STATED PROBLEM — Rescale the lines starting at the line with "Target: tree" and running through the end of the lines. Reproduce only those lines in full, requests included, and multiply every point coordinate in the answers by 2.25, rounding to whole numbers with halves rounded up.

Location annotation dataset excerpts:
----------
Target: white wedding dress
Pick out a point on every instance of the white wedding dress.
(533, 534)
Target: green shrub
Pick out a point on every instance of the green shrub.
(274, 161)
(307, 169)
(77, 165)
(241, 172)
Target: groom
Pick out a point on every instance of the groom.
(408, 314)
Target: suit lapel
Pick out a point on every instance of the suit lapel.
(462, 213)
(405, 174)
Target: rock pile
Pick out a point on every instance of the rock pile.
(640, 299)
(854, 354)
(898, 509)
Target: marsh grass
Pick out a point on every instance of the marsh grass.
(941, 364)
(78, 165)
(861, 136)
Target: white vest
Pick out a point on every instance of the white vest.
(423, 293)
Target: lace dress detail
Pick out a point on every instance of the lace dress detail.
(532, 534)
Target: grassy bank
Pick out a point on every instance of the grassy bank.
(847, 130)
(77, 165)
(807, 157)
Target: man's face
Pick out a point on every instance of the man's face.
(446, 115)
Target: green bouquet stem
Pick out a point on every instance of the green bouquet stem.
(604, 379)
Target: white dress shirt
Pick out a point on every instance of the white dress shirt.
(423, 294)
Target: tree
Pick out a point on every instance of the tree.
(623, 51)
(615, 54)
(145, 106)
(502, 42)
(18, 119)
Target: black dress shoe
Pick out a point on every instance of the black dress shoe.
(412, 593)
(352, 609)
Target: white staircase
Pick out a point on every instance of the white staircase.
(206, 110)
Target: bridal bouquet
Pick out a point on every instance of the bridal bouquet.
----------
FULL SOLUTION —
Target: tree
Pick out a point on every instance of the tree.
(1402, 115)
(1384, 122)
(326, 239)
(1130, 95)
(41, 268)
Target: black dress shoe
Pick out a point on every instance of the black dress shoe.
(927, 1334)
(792, 1370)
Target: white staircase
Pick out a point on every instance of the white staircase.
(464, 248)
Target: bridal bouquet
Pick out a point on every instance of the bridal bouquet.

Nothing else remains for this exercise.